BEGIN

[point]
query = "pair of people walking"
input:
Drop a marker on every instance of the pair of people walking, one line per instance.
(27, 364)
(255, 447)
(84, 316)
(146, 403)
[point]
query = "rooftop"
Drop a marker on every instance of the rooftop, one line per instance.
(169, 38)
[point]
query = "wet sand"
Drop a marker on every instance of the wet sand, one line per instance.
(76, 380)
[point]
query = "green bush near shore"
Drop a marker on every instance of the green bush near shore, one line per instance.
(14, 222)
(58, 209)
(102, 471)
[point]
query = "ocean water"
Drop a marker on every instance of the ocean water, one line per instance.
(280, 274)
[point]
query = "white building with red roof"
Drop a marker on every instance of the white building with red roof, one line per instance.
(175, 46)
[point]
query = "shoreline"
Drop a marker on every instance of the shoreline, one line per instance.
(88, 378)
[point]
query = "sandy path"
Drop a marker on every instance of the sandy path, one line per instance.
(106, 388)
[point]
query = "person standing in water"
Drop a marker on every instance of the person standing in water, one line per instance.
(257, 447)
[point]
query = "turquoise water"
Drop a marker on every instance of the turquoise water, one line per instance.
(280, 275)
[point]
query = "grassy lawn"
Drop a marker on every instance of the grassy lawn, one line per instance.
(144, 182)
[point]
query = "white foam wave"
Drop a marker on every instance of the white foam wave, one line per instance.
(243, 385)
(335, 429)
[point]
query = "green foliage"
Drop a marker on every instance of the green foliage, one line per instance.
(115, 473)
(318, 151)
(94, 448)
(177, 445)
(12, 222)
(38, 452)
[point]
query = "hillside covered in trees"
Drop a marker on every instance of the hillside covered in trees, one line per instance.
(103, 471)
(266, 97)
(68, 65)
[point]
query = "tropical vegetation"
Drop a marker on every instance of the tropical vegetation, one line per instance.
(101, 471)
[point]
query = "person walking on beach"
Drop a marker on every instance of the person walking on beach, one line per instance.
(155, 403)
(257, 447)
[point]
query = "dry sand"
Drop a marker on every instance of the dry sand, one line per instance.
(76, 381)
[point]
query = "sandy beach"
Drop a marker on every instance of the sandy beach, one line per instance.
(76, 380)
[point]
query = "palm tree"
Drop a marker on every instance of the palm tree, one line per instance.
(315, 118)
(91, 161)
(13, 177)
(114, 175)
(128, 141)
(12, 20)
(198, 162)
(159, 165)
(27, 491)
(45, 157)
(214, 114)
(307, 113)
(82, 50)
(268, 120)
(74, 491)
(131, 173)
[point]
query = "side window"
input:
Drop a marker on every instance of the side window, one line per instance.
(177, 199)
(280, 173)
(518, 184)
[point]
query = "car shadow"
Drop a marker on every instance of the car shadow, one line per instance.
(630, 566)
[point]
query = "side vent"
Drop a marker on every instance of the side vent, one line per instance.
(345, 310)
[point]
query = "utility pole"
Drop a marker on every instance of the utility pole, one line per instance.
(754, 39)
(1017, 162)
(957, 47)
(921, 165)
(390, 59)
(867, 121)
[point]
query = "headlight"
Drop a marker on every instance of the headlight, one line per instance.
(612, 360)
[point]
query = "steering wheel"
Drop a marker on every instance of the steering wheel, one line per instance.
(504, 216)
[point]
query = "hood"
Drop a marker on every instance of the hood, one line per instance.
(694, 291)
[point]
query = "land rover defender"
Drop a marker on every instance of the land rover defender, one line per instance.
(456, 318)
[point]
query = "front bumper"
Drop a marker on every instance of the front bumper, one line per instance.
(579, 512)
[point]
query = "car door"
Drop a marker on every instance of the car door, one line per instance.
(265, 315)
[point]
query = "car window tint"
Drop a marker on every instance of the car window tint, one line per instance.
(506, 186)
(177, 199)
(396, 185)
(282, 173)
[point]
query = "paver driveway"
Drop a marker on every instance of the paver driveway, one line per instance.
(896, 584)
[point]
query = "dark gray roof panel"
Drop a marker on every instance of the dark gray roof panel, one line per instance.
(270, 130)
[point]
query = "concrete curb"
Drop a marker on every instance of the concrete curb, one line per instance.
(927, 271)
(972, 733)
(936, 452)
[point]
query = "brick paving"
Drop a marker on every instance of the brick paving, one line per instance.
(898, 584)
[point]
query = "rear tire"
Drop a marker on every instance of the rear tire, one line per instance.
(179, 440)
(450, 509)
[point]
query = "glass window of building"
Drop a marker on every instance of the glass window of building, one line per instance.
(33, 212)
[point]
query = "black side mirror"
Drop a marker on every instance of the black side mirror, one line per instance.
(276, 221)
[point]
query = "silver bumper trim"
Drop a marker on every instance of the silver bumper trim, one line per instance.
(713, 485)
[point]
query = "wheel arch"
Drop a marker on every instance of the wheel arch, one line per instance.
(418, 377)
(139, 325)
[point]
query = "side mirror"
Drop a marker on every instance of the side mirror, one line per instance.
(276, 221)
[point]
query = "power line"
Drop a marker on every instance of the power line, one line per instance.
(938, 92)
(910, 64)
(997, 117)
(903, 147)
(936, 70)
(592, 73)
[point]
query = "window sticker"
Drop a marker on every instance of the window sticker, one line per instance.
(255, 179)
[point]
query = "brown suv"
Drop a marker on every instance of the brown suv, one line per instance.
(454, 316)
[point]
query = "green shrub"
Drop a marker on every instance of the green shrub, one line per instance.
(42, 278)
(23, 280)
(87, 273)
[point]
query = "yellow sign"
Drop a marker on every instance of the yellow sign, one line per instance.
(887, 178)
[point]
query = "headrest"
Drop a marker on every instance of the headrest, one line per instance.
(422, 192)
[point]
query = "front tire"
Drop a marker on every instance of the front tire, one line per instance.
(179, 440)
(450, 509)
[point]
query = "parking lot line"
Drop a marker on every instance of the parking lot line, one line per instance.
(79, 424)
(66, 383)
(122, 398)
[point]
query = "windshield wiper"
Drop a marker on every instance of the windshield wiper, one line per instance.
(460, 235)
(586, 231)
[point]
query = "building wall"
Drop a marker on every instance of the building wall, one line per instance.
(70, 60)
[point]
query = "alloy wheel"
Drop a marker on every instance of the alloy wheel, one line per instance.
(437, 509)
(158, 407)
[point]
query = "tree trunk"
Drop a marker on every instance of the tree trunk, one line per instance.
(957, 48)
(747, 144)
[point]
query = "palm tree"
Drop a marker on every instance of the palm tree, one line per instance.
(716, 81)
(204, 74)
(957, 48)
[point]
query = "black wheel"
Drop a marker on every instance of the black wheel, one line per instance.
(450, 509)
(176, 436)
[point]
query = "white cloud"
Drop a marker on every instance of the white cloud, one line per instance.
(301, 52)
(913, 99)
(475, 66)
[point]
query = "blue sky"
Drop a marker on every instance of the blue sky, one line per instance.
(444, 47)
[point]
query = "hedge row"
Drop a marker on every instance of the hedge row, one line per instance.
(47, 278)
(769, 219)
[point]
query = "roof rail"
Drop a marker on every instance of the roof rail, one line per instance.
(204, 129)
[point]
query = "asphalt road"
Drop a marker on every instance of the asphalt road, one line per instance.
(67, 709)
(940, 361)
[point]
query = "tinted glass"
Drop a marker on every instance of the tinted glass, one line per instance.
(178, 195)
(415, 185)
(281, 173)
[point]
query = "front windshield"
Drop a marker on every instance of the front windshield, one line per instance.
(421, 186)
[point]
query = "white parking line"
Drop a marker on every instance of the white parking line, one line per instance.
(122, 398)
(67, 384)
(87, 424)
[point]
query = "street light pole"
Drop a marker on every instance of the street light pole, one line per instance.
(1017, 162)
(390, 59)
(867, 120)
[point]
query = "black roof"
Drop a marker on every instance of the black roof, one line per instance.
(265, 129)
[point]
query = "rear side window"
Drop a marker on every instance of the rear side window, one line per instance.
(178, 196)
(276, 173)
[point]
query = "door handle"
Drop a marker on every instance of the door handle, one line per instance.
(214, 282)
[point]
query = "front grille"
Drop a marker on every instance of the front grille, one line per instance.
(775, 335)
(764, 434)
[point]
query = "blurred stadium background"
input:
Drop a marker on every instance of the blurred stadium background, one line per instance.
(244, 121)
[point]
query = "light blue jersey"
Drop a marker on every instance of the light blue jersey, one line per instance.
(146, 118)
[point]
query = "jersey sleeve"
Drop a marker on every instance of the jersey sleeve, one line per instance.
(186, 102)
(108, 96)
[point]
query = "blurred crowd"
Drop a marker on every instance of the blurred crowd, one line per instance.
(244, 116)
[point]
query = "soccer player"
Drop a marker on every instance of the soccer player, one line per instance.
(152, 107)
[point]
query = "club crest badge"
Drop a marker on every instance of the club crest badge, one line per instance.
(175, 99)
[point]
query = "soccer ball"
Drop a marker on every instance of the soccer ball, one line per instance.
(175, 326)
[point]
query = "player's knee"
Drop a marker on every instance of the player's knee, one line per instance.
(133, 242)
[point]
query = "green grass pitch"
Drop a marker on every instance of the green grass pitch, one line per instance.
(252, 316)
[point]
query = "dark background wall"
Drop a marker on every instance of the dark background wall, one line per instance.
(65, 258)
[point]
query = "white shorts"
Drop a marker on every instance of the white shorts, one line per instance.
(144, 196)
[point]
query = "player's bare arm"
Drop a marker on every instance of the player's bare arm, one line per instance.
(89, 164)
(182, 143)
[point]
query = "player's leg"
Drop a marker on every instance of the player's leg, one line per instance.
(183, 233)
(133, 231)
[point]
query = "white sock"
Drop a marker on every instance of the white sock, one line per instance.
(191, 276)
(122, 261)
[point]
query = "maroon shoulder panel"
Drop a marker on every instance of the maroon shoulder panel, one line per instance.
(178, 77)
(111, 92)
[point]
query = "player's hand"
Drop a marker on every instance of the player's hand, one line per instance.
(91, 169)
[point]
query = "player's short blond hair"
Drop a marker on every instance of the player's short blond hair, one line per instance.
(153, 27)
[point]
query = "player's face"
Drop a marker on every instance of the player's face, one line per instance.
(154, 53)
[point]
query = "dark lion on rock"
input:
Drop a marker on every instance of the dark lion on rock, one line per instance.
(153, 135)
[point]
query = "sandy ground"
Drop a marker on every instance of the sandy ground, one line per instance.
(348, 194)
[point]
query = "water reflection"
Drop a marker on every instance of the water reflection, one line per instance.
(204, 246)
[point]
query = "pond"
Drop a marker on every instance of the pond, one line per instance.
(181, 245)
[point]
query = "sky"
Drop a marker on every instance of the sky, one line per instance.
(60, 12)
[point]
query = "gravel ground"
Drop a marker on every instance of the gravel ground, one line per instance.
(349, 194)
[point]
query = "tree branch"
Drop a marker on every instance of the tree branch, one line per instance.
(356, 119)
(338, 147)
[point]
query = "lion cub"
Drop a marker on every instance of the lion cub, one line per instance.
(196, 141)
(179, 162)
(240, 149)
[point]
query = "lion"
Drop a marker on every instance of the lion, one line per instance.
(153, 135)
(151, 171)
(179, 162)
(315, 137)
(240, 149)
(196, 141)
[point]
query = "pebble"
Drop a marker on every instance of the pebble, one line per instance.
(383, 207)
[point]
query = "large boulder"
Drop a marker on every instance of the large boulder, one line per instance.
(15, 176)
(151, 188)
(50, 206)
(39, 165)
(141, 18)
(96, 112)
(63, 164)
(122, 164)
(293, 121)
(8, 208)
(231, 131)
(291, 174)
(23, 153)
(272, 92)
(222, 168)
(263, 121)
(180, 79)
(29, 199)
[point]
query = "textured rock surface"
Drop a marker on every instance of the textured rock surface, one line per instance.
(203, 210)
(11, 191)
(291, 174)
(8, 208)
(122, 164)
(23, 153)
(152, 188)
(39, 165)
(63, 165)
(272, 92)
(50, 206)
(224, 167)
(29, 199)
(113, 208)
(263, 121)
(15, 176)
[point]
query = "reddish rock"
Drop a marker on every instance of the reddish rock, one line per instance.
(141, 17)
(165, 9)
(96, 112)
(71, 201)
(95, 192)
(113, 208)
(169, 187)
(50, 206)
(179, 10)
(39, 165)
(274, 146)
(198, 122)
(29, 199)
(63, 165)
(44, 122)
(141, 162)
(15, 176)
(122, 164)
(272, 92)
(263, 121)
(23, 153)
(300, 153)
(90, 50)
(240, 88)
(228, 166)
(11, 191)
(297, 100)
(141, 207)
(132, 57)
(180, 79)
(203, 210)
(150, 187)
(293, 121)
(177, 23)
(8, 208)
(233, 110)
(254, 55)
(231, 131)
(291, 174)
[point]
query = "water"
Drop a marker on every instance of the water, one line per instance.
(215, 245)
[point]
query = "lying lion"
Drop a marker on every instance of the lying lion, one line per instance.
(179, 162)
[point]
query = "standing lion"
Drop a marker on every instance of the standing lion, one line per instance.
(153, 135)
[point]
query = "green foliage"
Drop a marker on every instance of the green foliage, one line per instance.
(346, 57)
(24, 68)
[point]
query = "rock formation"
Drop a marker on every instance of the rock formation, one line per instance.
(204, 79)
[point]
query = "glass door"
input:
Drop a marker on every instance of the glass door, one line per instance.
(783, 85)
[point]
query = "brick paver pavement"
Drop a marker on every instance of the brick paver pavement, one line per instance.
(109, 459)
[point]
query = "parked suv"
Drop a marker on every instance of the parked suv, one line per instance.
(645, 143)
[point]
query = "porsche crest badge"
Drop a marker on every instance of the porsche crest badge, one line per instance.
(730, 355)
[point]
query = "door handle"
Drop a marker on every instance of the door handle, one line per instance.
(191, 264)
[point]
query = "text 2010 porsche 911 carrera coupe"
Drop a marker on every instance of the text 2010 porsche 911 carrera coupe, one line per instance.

END

> Work to be completed: Report each line of the entries where the word "carrera" occurs.

> Reply to the task:
query = "text 2010 porsche 911 carrera coupe"
Drop a marker on every instance of the text 2010 porsche 911 carrera coupe, one line per instance.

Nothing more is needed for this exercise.